■ **SET TASK**
Scale the listing from its first line down to the line containing "left=0, top=178, right=81, bottom=187". Rewrite every line in that span, with each coordinate value in the answers multiplied by 2.05 and rounded to a whole number (halves round up), and leave every other line unchanged and the pictures out.

--- Start GIVEN ENTRIES ---

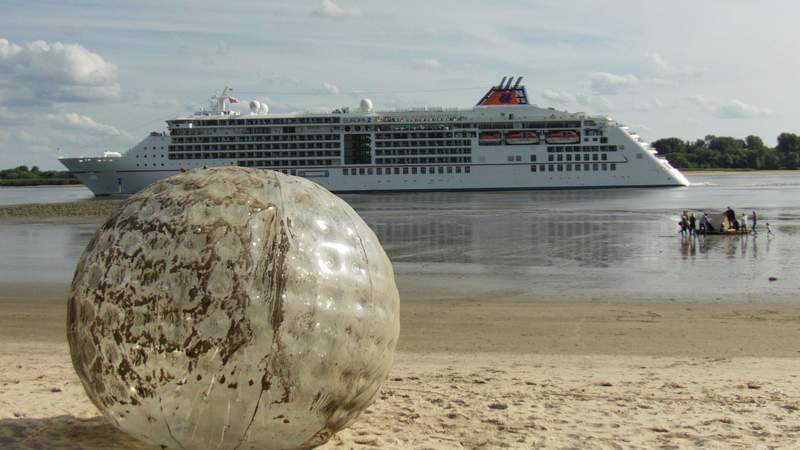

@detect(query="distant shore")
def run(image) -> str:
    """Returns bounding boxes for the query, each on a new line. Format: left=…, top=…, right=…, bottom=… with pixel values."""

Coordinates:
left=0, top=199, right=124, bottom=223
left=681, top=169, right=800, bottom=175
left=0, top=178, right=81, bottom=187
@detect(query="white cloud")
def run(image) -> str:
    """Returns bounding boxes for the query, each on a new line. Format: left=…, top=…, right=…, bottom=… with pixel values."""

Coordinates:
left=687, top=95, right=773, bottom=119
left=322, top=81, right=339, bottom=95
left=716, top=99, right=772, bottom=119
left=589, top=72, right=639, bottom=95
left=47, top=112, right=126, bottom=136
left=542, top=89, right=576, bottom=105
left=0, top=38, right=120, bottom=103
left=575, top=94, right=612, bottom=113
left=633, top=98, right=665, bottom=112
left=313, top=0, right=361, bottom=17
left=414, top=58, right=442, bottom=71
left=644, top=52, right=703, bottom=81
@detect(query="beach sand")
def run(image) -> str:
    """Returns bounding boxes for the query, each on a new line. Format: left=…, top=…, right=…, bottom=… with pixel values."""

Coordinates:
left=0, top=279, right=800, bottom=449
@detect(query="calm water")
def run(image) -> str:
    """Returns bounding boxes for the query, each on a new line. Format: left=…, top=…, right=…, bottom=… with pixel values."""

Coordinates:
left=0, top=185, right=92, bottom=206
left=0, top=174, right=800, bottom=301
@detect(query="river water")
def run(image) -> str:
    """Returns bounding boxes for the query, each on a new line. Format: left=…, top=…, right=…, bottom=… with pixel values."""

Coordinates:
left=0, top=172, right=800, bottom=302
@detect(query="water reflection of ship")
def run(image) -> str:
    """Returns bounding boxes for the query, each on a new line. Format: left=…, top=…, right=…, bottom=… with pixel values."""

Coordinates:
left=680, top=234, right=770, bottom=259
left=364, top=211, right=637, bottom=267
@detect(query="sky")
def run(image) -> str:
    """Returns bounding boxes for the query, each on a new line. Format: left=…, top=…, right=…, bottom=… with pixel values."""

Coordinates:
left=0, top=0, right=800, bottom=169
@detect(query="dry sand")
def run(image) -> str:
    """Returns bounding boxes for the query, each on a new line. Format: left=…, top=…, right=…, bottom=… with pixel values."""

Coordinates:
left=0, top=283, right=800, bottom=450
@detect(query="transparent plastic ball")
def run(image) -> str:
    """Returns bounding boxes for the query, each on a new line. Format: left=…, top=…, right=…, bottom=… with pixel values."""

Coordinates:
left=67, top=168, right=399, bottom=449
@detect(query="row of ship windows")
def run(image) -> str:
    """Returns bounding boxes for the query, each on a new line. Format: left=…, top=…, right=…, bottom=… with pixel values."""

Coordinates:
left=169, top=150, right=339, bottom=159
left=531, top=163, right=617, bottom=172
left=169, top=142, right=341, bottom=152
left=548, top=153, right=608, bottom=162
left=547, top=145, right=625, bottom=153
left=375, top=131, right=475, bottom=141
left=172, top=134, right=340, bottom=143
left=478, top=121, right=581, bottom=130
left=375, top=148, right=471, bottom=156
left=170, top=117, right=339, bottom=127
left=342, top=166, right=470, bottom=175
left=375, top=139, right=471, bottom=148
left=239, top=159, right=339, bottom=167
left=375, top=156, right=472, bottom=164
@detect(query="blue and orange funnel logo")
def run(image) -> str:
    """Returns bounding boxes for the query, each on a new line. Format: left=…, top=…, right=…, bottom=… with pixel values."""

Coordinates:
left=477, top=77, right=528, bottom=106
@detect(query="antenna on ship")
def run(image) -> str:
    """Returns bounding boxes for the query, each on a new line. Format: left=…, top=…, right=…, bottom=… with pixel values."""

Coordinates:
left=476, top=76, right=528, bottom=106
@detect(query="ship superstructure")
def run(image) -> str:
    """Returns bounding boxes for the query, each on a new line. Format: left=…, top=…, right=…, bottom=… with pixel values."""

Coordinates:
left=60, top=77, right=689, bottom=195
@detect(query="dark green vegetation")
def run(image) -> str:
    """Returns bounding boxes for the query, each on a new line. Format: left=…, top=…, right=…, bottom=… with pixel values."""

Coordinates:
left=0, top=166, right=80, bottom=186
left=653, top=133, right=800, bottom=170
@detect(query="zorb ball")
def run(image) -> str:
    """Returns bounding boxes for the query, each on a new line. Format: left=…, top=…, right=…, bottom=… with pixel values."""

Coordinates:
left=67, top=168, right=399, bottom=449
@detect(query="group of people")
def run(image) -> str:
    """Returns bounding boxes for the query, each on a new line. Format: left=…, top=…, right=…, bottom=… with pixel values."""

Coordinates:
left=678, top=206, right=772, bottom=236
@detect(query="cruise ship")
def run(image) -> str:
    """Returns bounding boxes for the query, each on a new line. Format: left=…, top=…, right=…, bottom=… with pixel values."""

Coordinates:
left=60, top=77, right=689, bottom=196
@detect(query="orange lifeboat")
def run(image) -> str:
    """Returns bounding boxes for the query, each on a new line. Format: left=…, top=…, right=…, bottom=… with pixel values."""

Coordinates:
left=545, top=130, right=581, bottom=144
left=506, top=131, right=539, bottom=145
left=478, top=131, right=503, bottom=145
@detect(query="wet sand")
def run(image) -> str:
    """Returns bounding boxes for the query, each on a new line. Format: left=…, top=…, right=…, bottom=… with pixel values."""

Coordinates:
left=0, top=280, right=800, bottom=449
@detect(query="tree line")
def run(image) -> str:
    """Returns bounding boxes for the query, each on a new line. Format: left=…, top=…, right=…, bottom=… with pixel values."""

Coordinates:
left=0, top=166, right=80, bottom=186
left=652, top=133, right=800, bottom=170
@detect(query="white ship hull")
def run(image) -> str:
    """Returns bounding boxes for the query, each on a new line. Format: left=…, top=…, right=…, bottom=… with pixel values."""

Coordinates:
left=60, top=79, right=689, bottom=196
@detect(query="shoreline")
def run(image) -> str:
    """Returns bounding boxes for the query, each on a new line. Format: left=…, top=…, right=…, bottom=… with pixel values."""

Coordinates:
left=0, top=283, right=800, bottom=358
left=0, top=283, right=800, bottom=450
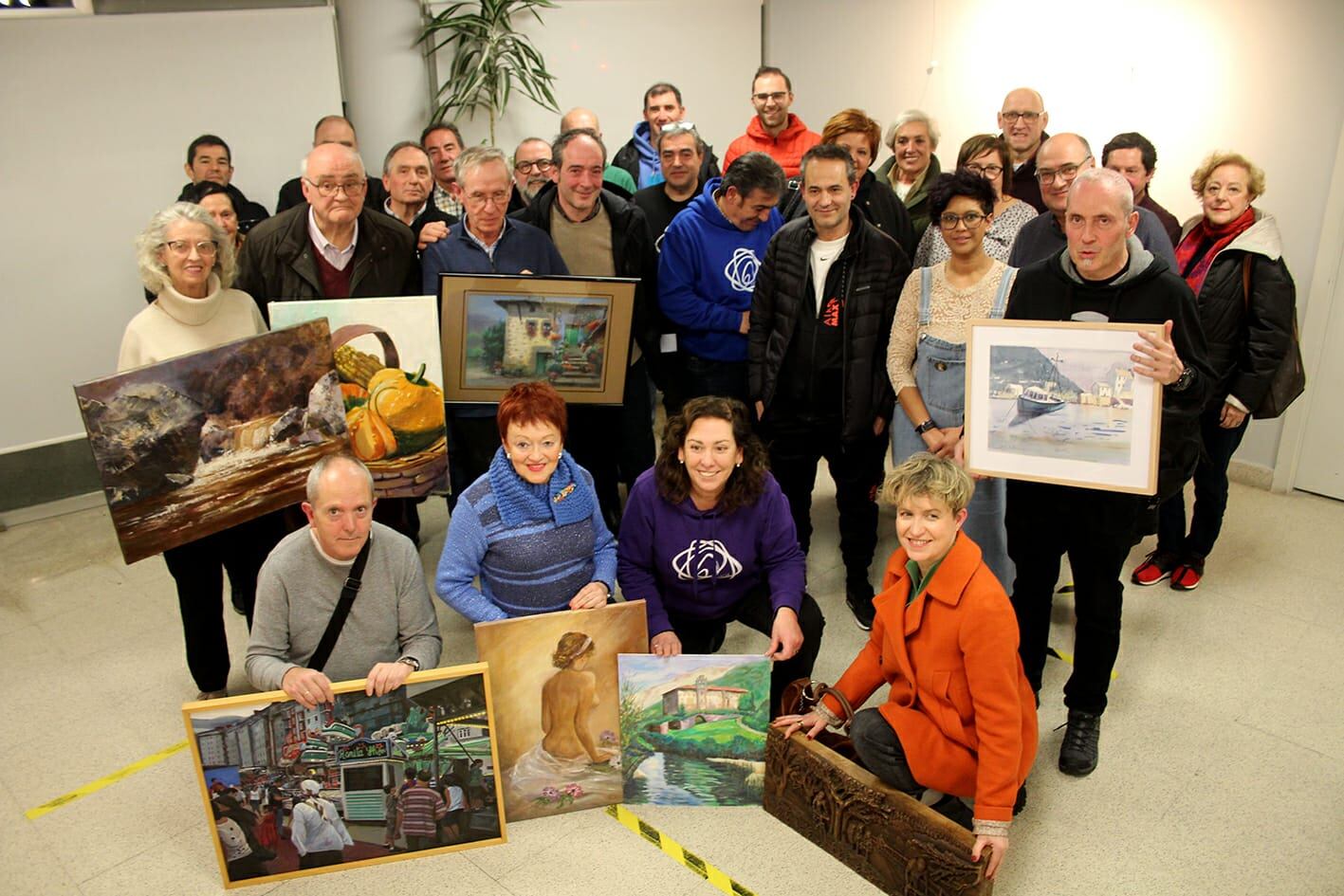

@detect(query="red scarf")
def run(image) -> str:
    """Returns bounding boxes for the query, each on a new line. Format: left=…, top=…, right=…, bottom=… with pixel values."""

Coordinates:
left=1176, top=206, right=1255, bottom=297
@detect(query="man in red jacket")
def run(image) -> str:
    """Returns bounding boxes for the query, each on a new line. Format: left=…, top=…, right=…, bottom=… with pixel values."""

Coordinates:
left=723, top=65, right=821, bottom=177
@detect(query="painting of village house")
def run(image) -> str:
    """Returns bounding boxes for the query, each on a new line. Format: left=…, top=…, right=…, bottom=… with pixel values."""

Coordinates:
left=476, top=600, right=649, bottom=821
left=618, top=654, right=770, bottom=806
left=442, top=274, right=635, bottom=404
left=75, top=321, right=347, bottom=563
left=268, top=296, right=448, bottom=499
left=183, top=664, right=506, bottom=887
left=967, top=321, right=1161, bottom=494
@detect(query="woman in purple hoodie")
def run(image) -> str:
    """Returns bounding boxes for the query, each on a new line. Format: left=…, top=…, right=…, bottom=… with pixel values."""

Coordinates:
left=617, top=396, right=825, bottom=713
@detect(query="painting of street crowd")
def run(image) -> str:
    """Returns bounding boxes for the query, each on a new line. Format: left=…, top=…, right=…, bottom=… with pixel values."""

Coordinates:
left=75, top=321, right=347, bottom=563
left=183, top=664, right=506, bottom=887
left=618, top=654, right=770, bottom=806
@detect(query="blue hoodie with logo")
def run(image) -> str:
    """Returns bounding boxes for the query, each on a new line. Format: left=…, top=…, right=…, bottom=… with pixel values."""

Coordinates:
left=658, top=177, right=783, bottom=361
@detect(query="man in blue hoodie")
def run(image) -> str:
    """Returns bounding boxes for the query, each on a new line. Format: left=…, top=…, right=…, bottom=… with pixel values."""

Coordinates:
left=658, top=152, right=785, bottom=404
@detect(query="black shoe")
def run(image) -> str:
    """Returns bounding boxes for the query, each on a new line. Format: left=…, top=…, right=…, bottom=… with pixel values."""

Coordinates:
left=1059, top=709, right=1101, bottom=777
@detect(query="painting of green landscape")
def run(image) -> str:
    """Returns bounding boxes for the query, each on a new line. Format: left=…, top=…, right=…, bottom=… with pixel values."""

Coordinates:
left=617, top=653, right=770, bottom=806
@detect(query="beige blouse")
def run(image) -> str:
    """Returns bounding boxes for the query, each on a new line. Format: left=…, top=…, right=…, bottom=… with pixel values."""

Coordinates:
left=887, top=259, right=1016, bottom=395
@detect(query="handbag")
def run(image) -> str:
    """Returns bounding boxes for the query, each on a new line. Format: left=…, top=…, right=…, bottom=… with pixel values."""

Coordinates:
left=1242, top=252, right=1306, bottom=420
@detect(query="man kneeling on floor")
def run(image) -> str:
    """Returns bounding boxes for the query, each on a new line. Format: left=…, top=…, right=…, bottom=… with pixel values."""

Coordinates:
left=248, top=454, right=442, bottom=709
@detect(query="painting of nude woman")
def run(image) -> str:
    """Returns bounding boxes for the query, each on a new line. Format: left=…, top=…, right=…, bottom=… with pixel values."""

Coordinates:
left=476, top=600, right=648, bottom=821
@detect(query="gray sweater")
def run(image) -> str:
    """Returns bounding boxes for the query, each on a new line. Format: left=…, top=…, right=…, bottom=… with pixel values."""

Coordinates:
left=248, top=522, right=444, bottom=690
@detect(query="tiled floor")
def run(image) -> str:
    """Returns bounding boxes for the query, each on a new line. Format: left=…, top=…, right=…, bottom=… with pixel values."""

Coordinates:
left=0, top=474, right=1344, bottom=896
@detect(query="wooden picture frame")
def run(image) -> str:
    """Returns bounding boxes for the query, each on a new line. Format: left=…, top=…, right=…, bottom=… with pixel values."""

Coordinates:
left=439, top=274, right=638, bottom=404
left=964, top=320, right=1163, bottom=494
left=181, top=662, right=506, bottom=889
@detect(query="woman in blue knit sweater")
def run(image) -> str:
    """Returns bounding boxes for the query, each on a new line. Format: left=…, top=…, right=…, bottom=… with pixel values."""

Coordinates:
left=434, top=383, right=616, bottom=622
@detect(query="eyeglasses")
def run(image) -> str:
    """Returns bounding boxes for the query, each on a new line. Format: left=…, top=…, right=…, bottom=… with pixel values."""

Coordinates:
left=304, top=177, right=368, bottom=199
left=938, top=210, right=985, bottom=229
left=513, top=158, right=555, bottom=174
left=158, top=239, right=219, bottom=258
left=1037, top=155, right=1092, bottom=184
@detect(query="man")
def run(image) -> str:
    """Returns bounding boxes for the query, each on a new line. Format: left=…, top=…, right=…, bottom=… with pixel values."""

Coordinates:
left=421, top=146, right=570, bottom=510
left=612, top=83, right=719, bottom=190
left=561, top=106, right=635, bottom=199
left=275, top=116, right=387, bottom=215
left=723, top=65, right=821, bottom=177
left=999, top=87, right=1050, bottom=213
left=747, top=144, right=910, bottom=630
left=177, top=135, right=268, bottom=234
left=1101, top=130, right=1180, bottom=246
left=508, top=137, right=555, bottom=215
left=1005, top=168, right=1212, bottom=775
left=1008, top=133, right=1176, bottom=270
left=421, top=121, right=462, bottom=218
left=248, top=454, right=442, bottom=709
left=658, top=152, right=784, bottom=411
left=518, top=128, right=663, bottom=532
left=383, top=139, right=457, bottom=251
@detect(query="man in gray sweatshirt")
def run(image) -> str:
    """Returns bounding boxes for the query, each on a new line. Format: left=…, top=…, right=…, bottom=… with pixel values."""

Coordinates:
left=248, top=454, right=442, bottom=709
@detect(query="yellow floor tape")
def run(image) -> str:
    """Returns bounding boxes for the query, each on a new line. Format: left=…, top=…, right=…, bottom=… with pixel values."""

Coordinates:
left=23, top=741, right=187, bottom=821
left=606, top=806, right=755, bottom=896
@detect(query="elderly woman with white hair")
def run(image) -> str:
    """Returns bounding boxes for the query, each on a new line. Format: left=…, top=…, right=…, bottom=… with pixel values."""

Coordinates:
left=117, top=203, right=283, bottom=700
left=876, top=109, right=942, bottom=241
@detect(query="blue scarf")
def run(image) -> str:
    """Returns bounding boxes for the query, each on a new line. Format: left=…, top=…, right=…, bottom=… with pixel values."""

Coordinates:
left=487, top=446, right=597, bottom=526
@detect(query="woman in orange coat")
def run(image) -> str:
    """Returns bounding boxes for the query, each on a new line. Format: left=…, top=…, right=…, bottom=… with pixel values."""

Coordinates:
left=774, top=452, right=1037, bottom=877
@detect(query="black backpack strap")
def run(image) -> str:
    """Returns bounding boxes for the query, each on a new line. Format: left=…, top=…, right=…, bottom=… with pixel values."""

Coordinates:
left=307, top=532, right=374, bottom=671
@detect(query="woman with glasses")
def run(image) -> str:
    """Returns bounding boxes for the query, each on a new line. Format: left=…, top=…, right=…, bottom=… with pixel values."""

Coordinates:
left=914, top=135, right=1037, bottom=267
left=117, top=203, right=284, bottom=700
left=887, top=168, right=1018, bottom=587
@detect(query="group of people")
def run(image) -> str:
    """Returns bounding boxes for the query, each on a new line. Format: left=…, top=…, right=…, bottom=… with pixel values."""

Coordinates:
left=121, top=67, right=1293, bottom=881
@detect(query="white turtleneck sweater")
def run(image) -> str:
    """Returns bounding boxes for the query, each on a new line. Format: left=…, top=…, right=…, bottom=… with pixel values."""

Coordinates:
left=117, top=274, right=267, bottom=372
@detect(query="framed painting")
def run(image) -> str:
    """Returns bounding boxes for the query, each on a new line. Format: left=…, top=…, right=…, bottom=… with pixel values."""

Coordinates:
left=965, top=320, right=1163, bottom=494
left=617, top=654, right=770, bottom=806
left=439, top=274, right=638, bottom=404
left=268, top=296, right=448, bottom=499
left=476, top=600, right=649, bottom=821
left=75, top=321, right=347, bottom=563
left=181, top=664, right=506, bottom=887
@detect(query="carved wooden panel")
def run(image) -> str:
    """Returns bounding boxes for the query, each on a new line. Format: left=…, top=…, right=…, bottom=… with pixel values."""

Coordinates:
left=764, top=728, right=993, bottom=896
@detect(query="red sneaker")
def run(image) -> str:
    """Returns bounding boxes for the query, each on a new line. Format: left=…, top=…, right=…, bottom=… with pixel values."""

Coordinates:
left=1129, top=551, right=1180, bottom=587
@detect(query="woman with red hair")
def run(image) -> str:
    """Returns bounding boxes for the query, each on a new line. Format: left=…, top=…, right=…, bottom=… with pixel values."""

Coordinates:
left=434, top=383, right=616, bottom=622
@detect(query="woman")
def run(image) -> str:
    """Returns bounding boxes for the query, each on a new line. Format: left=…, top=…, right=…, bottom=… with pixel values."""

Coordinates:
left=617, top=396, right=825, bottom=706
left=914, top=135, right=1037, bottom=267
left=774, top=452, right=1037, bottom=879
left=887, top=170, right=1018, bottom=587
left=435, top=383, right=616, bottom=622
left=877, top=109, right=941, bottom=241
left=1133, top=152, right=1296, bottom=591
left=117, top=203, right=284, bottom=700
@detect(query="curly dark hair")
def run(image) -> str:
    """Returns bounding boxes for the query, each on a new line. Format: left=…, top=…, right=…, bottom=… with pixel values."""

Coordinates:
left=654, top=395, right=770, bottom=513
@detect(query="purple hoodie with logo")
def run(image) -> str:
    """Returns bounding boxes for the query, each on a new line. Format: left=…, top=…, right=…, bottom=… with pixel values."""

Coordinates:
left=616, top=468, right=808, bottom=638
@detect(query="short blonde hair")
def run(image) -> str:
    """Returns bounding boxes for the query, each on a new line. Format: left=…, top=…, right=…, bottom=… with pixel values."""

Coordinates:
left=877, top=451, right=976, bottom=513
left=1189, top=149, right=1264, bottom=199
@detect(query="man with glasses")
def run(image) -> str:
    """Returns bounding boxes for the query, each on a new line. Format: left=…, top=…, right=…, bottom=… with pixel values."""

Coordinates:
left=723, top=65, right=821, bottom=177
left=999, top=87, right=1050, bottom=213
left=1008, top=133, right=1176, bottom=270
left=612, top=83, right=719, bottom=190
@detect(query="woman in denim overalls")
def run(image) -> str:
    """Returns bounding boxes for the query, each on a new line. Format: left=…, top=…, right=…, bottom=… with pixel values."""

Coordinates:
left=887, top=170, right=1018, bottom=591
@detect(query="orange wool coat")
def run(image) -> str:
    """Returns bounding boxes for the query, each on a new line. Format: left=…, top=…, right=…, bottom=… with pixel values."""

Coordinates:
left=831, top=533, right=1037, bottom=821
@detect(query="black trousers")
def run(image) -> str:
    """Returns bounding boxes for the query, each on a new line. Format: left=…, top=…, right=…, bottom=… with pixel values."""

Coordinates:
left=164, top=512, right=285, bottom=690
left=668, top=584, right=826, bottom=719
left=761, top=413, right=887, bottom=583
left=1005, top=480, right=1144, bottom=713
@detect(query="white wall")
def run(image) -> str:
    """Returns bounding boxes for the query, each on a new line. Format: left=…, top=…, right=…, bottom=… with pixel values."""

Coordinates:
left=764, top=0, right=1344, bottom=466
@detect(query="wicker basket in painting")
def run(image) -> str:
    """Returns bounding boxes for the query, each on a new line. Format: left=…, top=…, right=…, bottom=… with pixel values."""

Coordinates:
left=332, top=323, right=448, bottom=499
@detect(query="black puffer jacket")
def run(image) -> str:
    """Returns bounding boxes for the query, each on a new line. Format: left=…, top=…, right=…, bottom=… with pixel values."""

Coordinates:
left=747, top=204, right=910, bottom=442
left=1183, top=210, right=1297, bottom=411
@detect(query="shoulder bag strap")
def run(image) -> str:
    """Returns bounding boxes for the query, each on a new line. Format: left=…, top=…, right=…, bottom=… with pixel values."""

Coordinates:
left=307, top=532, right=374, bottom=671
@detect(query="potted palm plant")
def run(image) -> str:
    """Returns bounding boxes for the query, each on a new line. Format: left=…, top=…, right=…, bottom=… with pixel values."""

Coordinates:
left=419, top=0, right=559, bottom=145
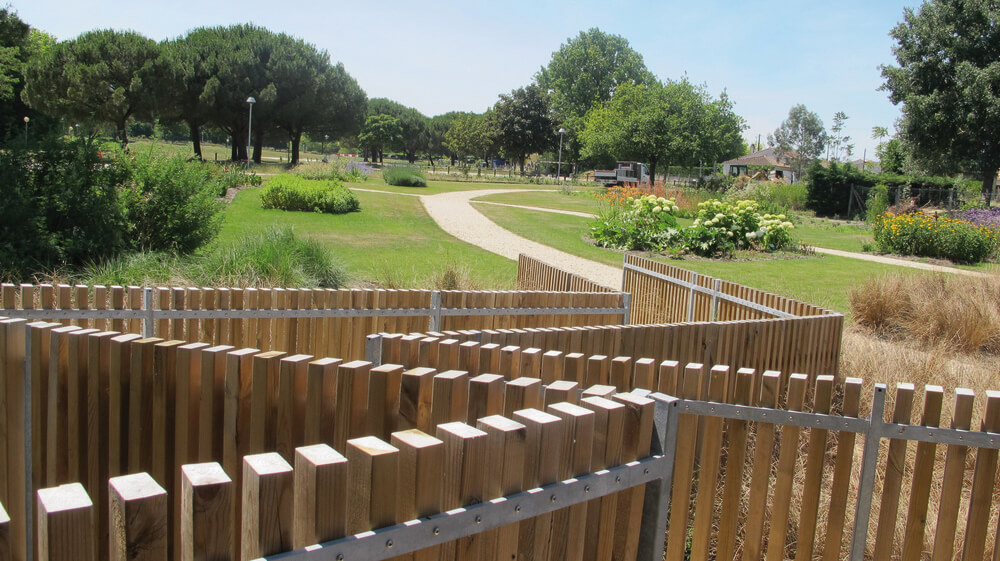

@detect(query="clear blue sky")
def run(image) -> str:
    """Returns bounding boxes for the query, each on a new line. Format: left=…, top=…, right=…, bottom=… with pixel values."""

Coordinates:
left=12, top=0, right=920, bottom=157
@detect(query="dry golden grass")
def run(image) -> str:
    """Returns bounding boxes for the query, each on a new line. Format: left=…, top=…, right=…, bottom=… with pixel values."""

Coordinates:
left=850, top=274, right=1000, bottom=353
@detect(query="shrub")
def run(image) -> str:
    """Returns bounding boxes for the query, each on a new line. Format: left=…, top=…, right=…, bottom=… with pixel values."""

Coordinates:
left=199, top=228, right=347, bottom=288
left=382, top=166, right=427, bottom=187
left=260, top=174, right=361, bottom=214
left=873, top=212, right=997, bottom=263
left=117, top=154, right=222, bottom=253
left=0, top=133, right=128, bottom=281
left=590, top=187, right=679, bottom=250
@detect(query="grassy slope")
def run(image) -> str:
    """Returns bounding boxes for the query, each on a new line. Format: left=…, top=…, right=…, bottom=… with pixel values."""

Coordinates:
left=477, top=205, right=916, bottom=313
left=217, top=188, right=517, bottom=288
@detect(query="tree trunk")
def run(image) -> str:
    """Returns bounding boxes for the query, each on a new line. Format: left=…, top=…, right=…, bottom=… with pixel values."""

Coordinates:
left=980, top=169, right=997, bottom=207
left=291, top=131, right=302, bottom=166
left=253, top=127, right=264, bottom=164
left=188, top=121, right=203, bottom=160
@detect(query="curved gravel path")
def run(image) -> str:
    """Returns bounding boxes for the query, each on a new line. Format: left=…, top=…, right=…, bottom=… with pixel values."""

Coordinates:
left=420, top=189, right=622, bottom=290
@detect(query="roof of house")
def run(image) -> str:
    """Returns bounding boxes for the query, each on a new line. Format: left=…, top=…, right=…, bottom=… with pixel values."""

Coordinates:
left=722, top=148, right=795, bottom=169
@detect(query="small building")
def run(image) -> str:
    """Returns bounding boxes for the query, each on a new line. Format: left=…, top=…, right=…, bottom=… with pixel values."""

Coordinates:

--- End GIVEN ENTRIES ---

■ **EXERCISE RESULT**
@detect(query="distant shore")
def run(image) -> str:
    """Returns bounding boxes for the query, each on a new line. Format: left=…, top=…, right=…, bottom=… with pixel values."""

Coordinates:
left=0, top=408, right=254, bottom=457
left=1396, top=346, right=1640, bottom=359
left=0, top=365, right=166, bottom=383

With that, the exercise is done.